Short problem> Restate the entire listing word for word.

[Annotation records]

-*-

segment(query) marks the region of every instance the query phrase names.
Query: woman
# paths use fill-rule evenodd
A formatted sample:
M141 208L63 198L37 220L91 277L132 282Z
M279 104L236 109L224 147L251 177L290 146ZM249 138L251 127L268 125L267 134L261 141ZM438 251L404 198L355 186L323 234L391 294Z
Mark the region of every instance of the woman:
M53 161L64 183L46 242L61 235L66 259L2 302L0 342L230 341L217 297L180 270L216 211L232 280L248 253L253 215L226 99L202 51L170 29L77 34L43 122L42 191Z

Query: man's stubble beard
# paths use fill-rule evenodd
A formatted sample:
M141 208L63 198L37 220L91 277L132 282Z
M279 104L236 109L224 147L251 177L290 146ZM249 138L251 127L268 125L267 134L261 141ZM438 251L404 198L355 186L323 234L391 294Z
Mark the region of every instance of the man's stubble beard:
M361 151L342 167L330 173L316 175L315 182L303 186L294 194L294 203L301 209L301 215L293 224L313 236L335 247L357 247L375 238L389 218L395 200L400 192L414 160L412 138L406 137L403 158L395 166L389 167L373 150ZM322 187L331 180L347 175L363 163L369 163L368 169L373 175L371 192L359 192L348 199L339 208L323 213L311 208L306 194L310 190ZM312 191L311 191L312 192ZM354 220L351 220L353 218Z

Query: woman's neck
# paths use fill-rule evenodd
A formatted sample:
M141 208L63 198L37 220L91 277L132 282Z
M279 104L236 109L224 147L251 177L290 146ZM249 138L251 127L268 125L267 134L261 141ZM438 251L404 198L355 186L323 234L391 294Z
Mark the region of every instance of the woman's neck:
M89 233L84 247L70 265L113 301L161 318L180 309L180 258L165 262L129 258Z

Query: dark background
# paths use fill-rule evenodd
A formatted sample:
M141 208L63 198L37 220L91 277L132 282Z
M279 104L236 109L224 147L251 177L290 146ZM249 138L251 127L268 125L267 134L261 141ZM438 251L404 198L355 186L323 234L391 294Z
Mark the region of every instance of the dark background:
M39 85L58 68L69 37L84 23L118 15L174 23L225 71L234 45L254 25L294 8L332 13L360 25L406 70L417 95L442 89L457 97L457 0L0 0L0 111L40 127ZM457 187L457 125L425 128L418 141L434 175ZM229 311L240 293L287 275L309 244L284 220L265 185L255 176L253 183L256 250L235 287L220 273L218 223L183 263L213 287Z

-*-

In response>
segment(query) marks the region of every instance the query phrase names.
Query: woman
# paths use fill-rule evenodd
A formatted sample:
M141 208L63 198L37 220L91 277L132 282Z
M279 104L236 109L224 147L251 177L290 146ZM249 138L251 127L268 125L267 134L261 141ZM438 251L404 198L355 186L323 234L391 294Z
Mark the region of every instance of the woman:
M53 161L64 183L46 242L61 235L66 259L2 302L0 342L230 341L217 297L180 270L216 211L232 280L248 253L253 215L226 99L202 51L170 29L77 34L43 122L42 191Z

Query: man's stubble beard
# paths use fill-rule evenodd
A formatted sample:
M141 208L63 198L37 220L91 277L132 282Z
M279 104L236 109L224 147L251 177L290 146ZM249 138L251 127L268 125L267 134L261 141ZM438 251L404 198L355 186L323 234L391 294Z
Mark the region of every instance of the man's stubble beard:
M361 151L342 167L330 173L316 175L315 182L303 186L294 194L294 203L301 209L301 215L293 224L313 236L335 247L357 247L375 238L389 218L395 200L400 192L414 160L412 138L406 137L403 158L395 166L389 167L373 150ZM322 187L331 180L347 175L363 163L369 163L368 169L373 175L371 192L359 192L348 199L339 208L323 213L311 208L306 194L310 190ZM312 191L311 191L312 192ZM354 220L351 220L353 218Z

Query: woman's neck
# paths use fill-rule evenodd
A formatted sample:
M141 208L63 198L37 220L91 277L132 282Z
M279 104L236 109L224 147L251 177L290 146ZM249 138L251 127L268 125L267 134L261 141ZM438 251L404 198L355 186L323 234L391 294Z
Mark the region of every instance of the woman's neck:
M89 233L84 247L70 265L113 301L161 318L180 309L180 258L165 262L129 258Z

Query: dark background
# paths use fill-rule evenodd
A formatted sample:
M141 208L63 198L37 220L91 277L132 282Z
M279 104L236 109L224 147L251 177L290 146ZM249 138L251 127L268 125L267 134L261 141ZM438 251L404 198L355 186L323 234L391 294Z
Mark the region of every instance of the dark background:
M39 85L58 68L69 37L84 23L118 15L174 23L225 71L234 45L254 25L294 8L332 13L360 25L406 70L417 95L442 89L457 97L457 0L0 0L0 111L40 127ZM457 187L457 125L425 128L418 141L434 175ZM229 311L240 293L287 275L309 244L284 220L265 185L255 176L253 183L256 250L235 287L220 273L218 223L183 263L213 287Z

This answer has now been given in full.